Rewrite all of the records below as a Markdown table with the columns "Row" and "Text". Put each line's sequence number under "Row" and the line itself under "Text", and leave out blank lines.

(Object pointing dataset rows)
——

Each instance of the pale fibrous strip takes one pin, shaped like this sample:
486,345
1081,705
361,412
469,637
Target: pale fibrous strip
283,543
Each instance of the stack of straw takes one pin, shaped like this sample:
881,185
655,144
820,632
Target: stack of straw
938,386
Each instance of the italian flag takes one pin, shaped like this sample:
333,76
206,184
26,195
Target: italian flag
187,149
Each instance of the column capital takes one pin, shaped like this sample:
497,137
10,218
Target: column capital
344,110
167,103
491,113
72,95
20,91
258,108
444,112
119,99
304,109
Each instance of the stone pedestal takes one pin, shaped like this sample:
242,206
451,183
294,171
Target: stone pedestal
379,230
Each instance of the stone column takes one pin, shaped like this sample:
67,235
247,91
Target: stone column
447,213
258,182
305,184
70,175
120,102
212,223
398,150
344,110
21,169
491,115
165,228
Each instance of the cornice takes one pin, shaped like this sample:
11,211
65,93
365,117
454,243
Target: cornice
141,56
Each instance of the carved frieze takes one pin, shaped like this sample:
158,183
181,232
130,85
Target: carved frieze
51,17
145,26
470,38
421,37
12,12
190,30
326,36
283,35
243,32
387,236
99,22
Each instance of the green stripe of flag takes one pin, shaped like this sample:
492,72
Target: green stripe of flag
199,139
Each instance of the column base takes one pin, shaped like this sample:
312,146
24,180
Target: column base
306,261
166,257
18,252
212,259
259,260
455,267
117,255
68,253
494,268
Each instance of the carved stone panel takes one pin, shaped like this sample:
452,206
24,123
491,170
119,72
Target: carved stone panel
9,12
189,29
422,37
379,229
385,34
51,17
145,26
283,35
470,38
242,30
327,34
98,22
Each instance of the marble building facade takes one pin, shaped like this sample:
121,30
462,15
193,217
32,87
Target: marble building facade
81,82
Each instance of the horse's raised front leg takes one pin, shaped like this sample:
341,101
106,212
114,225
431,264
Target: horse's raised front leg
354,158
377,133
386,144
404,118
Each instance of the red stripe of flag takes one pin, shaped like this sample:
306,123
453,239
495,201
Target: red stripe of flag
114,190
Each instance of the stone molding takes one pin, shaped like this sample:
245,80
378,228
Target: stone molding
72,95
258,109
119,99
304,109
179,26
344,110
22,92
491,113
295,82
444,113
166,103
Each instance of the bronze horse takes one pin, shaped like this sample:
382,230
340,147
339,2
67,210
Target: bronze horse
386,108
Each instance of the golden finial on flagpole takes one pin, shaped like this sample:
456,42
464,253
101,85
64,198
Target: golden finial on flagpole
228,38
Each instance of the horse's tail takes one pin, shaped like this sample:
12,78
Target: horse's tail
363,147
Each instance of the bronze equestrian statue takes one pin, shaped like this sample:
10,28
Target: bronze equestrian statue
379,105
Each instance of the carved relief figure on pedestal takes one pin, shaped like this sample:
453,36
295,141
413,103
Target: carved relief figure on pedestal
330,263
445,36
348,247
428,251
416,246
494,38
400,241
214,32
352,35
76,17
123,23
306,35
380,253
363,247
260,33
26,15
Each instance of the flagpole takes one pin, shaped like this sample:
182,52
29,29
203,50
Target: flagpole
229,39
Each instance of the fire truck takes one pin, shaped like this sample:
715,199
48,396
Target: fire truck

——

_OUTPUT FOR THIS EXERCISE_
| Row | Text |
|---|---|
| 1 | Each instance of the pale fibrous strip takes one pin, shaped like this sample: |
| 2 | 486,345 |
| 3 | 1081,705 |
| 4 | 361,412 |
| 5 | 469,637 |
| 6 | Target: pale fibrous strip |
| 7 | 283,543 |
| 8 | Each instance of the stack of straw takes one pin, shaped like this sample: |
| 9 | 881,185 |
| 10 | 655,144 |
| 11 | 820,632 |
| 12 | Target: stack of straw |
| 13 | 938,386 |
| 14 | Each instance of the italian flag takes one pin, shaped like this sample: |
| 15 | 333,76 |
| 16 | 206,184 |
| 17 | 26,195 |
| 18 | Target: italian flag |
| 19 | 187,149 |
| 20 | Each instance of the column capital takes one pin, shaped like this sample: |
| 21 | 497,137 |
| 22 | 10,218 |
| 23 | Target: column capital |
| 24 | 344,110 |
| 25 | 167,103 |
| 26 | 491,113 |
| 27 | 72,95 |
| 28 | 20,91 |
| 29 | 258,108 |
| 30 | 444,112 |
| 31 | 119,99 |
| 32 | 304,109 |
| 33 | Each instance of the stone pedestal takes one pin, shaped like this sample: |
| 34 | 242,206 |
| 35 | 451,183 |
| 36 | 294,171 |
| 37 | Target: stone pedestal |
| 38 | 379,230 |
| 39 | Each instance of the stone column takes one pin, shaped like this sample: |
| 40 | 67,235 |
| 41 | 247,91 |
| 42 | Target: stone column |
| 43 | 447,213 |
| 44 | 258,182 |
| 45 | 305,184 |
| 46 | 70,175 |
| 47 | 120,102 |
| 48 | 212,223 |
| 49 | 398,150 |
| 50 | 344,110 |
| 51 | 21,169 |
| 52 | 491,115 |
| 53 | 165,228 |
| 54 | Each instance of the cornice takes one pin, shaped like this sample: |
| 55 | 11,211 |
| 56 | 65,93 |
| 57 | 365,117 |
| 58 | 454,243 |
| 59 | Target: cornice |
| 60 | 141,56 |
| 61 | Each instance of the carved frieze takes one pin, shaped like this sample: |
| 62 | 158,183 |
| 63 | 181,232 |
| 64 | 130,85 |
| 65 | Target: carved frieze |
| 66 | 51,17 |
| 67 | 145,26 |
| 68 | 470,38 |
| 69 | 421,37 |
| 70 | 12,12 |
| 71 | 190,30 |
| 72 | 326,36 |
| 73 | 283,35 |
| 74 | 243,32 |
| 75 | 387,236 |
| 76 | 99,22 |
| 77 | Each instance of the green stripe of flag takes one pin, shaped like this sample: |
| 78 | 492,72 |
| 79 | Target: green stripe of flag |
| 80 | 199,139 |
| 81 | Each instance of the column base takes one pin, shaped like this sample: |
| 82 | 312,146 |
| 83 | 24,180 |
| 84 | Target: column base |
| 85 | 306,261 |
| 86 | 166,257 |
| 87 | 18,252 |
| 88 | 212,259 |
| 89 | 259,260 |
| 90 | 455,267 |
| 91 | 117,255 |
| 92 | 68,253 |
| 93 | 494,268 |
| 94 | Each instance of the carved stone panel takes one pin, shaped like this sample: |
| 95 | 452,206 |
| 96 | 24,123 |
| 97 | 491,170 |
| 98 | 119,72 |
| 99 | Target: carved stone panel |
| 100 | 9,12 |
| 101 | 189,29 |
| 102 | 422,37 |
| 103 | 379,229 |
| 104 | 385,34 |
| 105 | 51,17 |
| 106 | 145,26 |
| 107 | 283,35 |
| 108 | 470,38 |
| 109 | 242,30 |
| 110 | 327,34 |
| 111 | 98,22 |
| 112 | Each instance of the marble building facade takes one pin, shaped like this sample: |
| 113 | 121,30 |
| 114 | 462,15 |
| 115 | 193,217 |
| 116 | 32,87 |
| 117 | Target: marble building facade |
| 118 | 81,82 |
| 119 | Each instance of the horse's raised front leg takes one pin, shaped like this sample: |
| 120 | 341,101 |
| 121 | 106,212 |
| 122 | 114,225 |
| 123 | 431,264 |
| 124 | Target: horse's raised front leg |
| 125 | 354,158 |
| 126 | 377,133 |
| 127 | 386,144 |
| 128 | 404,118 |
| 129 | Each instance of the red stripe of flag takes one pin, shaped like this sample: |
| 130 | 306,123 |
| 131 | 453,239 |
| 132 | 495,201 |
| 133 | Target: red stripe of flag |
| 134 | 114,190 |
| 135 | Each instance of the stone molding takes one pin, shaped like this sample: |
| 136 | 245,80 |
| 137 | 378,228 |
| 138 | Target: stone molding |
| 139 | 72,95 |
| 140 | 258,109 |
| 141 | 119,99 |
| 142 | 304,109 |
| 143 | 179,26 |
| 144 | 344,110 |
| 145 | 22,92 |
| 146 | 491,113 |
| 147 | 295,82 |
| 148 | 444,113 |
| 149 | 166,103 |
| 150 | Each instance of the bronze horse takes one pin, shaped like this sample: |
| 151 | 382,230 |
| 152 | 340,147 |
| 153 | 339,2 |
| 154 | 67,210 |
| 155 | Target: bronze horse |
| 156 | 386,108 |
| 157 | Each instance of the golden finial on flagpole takes one pin, shaped like this sample: |
| 158 | 456,42 |
| 159 | 464,253 |
| 160 | 101,85 |
| 161 | 64,198 |
| 162 | Target: golden finial on flagpole |
| 163 | 228,38 |
| 164 | Each instance of the horse's tail takes one pin, shaped like this sample: |
| 165 | 12,78 |
| 166 | Target: horse's tail |
| 167 | 363,147 |
| 168 | Each instance of the bronze equestrian statue takes one pin, shaped like this sample: |
| 169 | 10,28 |
| 170 | Target: bronze equestrian statue |
| 171 | 379,105 |
| 172 | Each instance of the carved relief figure on pedestal takes one pin, shaped like this sample: |
| 173 | 453,36 |
| 174 | 295,141 |
| 175 | 413,103 |
| 176 | Target: carved relief figure on pedestal |
| 177 | 330,263 |
| 178 | 445,36 |
| 179 | 348,247 |
| 180 | 428,251 |
| 181 | 416,246 |
| 182 | 494,38 |
| 183 | 400,241 |
| 184 | 214,32 |
| 185 | 352,35 |
| 186 | 76,17 |
| 187 | 123,23 |
| 188 | 306,35 |
| 189 | 380,253 |
| 190 | 363,247 |
| 191 | 260,33 |
| 192 | 26,15 |
| 193 | Each instance of the flagpole takes one pin, shaped like this sample: |
| 194 | 182,52 |
| 195 | 29,29 |
| 196 | 203,50 |
| 197 | Target: flagpole |
| 198 | 229,39 |
| 199 | Each instance of the fire truck takes one pin, shaped like this sample: |
| 200 | 715,199 |
| 201 | 48,396 |
| 202 | Target: fire truck |